WRITTEN INSTRUCTION -> Update the lines below by replacing "thickest" with "widest" everywhere it occurs, changing nothing else, and leave the pictures out of your answer.

Dataset rows showing where objects appear:
## Begin

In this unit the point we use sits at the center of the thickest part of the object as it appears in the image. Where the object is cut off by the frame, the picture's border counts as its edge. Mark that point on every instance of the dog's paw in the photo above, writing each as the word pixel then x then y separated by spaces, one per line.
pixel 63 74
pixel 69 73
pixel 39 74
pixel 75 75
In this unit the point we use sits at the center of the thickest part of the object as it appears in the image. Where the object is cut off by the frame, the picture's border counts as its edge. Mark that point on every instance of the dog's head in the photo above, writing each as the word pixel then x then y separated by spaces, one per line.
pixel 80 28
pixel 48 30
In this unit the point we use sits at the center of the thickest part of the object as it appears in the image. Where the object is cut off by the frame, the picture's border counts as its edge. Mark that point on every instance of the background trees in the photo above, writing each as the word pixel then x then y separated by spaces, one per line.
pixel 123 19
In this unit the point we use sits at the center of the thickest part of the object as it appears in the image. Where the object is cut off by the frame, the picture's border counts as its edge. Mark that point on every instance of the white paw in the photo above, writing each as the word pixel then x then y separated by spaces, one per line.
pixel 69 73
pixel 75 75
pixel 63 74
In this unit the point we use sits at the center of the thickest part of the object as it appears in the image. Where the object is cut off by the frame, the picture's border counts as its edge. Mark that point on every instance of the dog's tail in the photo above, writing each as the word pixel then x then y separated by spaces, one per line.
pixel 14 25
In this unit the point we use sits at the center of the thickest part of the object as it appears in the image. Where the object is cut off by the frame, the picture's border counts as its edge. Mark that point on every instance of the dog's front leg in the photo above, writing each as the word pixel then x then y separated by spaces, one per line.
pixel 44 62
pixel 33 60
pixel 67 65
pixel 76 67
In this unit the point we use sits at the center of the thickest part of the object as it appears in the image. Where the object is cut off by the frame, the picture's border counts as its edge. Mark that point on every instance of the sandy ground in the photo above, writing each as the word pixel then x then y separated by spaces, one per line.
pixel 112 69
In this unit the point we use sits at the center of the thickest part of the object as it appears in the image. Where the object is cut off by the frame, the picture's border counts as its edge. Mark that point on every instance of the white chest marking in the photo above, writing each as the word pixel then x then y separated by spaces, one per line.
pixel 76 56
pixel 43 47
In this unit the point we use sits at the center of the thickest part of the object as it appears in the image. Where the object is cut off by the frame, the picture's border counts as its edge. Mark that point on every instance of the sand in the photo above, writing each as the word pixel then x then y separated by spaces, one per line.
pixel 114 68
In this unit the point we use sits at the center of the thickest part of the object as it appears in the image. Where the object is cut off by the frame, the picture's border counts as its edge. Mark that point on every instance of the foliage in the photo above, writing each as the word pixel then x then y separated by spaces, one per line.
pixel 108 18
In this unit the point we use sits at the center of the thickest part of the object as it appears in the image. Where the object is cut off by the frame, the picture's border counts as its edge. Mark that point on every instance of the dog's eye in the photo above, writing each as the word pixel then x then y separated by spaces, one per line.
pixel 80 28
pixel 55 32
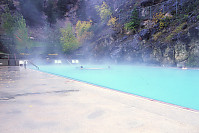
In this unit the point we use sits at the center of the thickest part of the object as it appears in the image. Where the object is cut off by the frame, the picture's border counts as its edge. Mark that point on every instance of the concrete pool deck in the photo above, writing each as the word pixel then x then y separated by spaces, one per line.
pixel 37 102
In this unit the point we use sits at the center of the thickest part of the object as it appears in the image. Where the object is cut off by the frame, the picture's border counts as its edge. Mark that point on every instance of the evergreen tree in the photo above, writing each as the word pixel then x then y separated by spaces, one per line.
pixel 50 12
pixel 68 39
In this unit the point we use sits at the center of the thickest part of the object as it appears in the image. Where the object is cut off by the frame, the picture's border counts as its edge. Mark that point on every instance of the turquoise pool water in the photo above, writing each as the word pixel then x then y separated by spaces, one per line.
pixel 175 86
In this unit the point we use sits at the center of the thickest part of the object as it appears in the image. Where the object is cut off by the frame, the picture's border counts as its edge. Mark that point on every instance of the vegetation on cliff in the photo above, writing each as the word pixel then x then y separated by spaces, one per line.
pixel 163 32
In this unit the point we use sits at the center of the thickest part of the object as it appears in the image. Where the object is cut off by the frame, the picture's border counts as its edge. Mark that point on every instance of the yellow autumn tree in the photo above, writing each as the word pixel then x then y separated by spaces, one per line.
pixel 112 21
pixel 83 30
pixel 104 12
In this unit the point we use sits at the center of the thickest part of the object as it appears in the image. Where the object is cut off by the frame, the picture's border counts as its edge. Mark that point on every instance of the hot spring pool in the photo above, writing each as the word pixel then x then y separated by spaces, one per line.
pixel 175 86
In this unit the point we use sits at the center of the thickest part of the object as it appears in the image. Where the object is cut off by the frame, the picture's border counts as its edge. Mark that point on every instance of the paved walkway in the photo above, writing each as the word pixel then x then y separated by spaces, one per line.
pixel 36 102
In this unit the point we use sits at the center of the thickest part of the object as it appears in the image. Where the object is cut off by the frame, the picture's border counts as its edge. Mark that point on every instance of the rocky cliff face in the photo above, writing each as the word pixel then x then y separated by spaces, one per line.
pixel 173 45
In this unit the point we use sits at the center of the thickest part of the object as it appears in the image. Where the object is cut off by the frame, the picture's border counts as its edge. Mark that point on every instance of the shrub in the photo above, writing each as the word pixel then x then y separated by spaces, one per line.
pixel 135 21
pixel 83 30
pixel 177 30
pixel 68 39
pixel 104 11
pixel 156 36
pixel 112 21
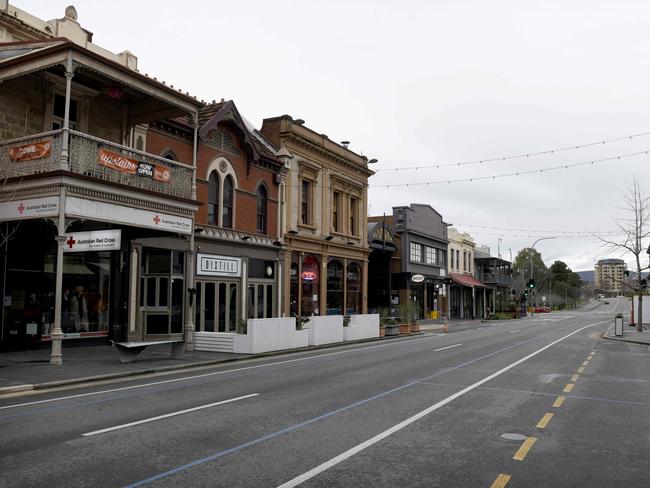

## End

COMPLETE ANSWER ->
In this unit the point we use sits at the center of the widest part of the object as it appears in the image. Where the object is cut off by the frame, the picture's border counts as its edge. Mark that point on every instance of the dog's paw in the photo above, writing each as the word pixel then x then y separated by spaces, one per line.
pixel 63 74
pixel 69 73
pixel 39 74
pixel 75 75
In this unit the point we use sits at the center of the widest part of the object as it appears in the image. Where the object is cut off by the frame, the picture's border counts as its edge. Mark that point on every instance of the dog's head in the photo above, writing each as the word pixel then x then y separated by spaces, one per line.
pixel 80 28
pixel 48 30
In this unit the point we use sits at the center of the widest part of the object as it appears in the image. Where the object is cut off by the frame, the picture's border counts as its edge. Mark that point on every instance of the background trees in the photo above, writing each as the word pixel then x then y separated by spaces, one per line.
pixel 123 19
In this unit the point we use sits at the center of the widest part of the object as it appears in the image. Where the object is cut off by the frame, the picture's border counts as its edge. Mark that point on every instance of the white paw in the photo above, writing each as the word pixel then x then y separated by spaces, one per line.
pixel 69 73
pixel 75 75
pixel 63 74
In this unit the point we use sits at the center of the widest part of the object as it appears in the image. Where the object is cut off by the frame, the picture's border counts as its edge. Mark that point on every instance of the dog's tail in the photo above, writing each as the word pixel then x then y separated by spaces, one per line.
pixel 14 25
In this unit the point we use sits at the center of the widest part of the object as it appears in the image. Where the object is cut off by the frame, the picture's border counts as its edge. Mark that point on every instance of the dog's front leg in the photo above, writing each as the word pixel then x then y separated by spaces, one per line.
pixel 44 62
pixel 33 60
pixel 67 65
pixel 76 67
In this unit the point we use sits at the center of the widest part of the object as it appears in the image. Where the object is cut off by the frame, the picture's border counts as its edge. Mark that point on every instance of the sandy ground in the photo above, writing each as the word pixel then x then y separated by spaces, one per line.
pixel 112 69
In this unit the point we use sits at the center of the widest part of the object as it appears in the image. Where the object is cut off by the frame, the picture's border counts as its edge. Mark that point on every instance of the white chest marking in the photo above, writing each as the word pixel then x then y separated by spaces, one per line.
pixel 76 56
pixel 43 47
In this unit the point we use sits at the center of the widest part of the object as it appears in the image. Where the object is cut off by the frame, the picture's border counts as its edge. Mark that point on every instance of the sand in the photo above, writing each as the word pixel then x then y separated by spaces, one per line.
pixel 114 68
In this unit the point we use sits at the center of the widest part of the object as it appears in the image. Where the object is cut off by the frame, the picture's border counts as its edge. Mark that point on every instance of the foliage in the photo above, writing each as the word pixel then x then y separated by spaces, one per line.
pixel 108 18
In this unit the point we use sits at the center of the widest part of the object as it appears in the image. Where the object is cut off by the frame, the picture's border counts as its edge. Mark that point on every instance of the dog's eye in the photo above, writing each as the word pixel then x then y separated by spaces, one per line.
pixel 80 28
pixel 55 32
In this unit the point we use sits at the center of the widest part of the object as it appears in the image. Where the object is cut off by the frame, the picture's border counts as its edge. Mark that point on every instance of the concrete pool deck in the photo above, writing each as the word pixel then x then y separated by spaces, one per line.
pixel 37 102
In this unit the point we use sits at the center of the widest part of the object as it appears in the image. Where the object is cut off by the frame, the picture's border counts as its edge. Mark that point on every instance of the evergreen tree in the photo above, writing each as the word pixel then x then y separated by spaces, one per line.
pixel 50 12
pixel 68 39
In this unit the point we use sits at the center of the widest part of the object as it appears in the image. Where the object is cut off by the frame, the picture's border counts as its edge. Mark that point on every instance of the turquoise pool water in the photo above, writing each as the word pixel then x then y separated by spaces, one per line.
pixel 175 86
In this unit the point we use sits at the center of the widest part of the object as it appears in the image. Where the object is cut off by the frame, the picture's border counts as its edge. Mark that point on every instance of the vegetation on cliff in the photo above, writing each as the word pixel then x then y separated by spaces, one per line.
pixel 163 32
In this unit the point we use sits at the center of the widest part of the object as it appears in the image. Where the object is cut off by the frame, the picture's border counts as its edge. Mark that point on every instance of the yellow autumn tree in the photo above, writing each as the word pixel then x then y separated by spaces, one per line.
pixel 112 21
pixel 83 30
pixel 104 12
In this unit the point we use sits at the center of the widest part of the object as it appears in the image. Where the object is cut off by the frame, the picture's border counts as its edge. Mark that point on every instance of the hot spring pool in the photo above, writing each as the word pixel then x then y separated by spaces, one per line.
pixel 175 86
In this unit the point we use sits at the center of the widest part of the object as it appears in the image. Where the object is cut off by the frame, the picture's border counts as its edge. Mark that point on every instance of the paved walkway in the photo above, writing each as the word pixel then x then y separated by spaces, one per line.
pixel 36 102
In this unit the point we use sits at the center of the widest part of the object as it appears in the image. Where the object is cut off by the frame, the picture's border counts as its edge. Mark that point on every instance of the rocky cliff face in the photo above, writing each as the word pixel then x then y separated by spaces, one per line.
pixel 173 45
In this unit the point we use sits at the center of the widest part of the object as it appears in the image. Where the object is cut off by the frame, the picture's border counts as its edge. Mark that point on every instance of the shrub in the photo above, writing each as the word pixel then x then y separated by spaces, one per line.
pixel 135 21
pixel 83 30
pixel 177 30
pixel 68 39
pixel 104 11
pixel 156 36
pixel 112 21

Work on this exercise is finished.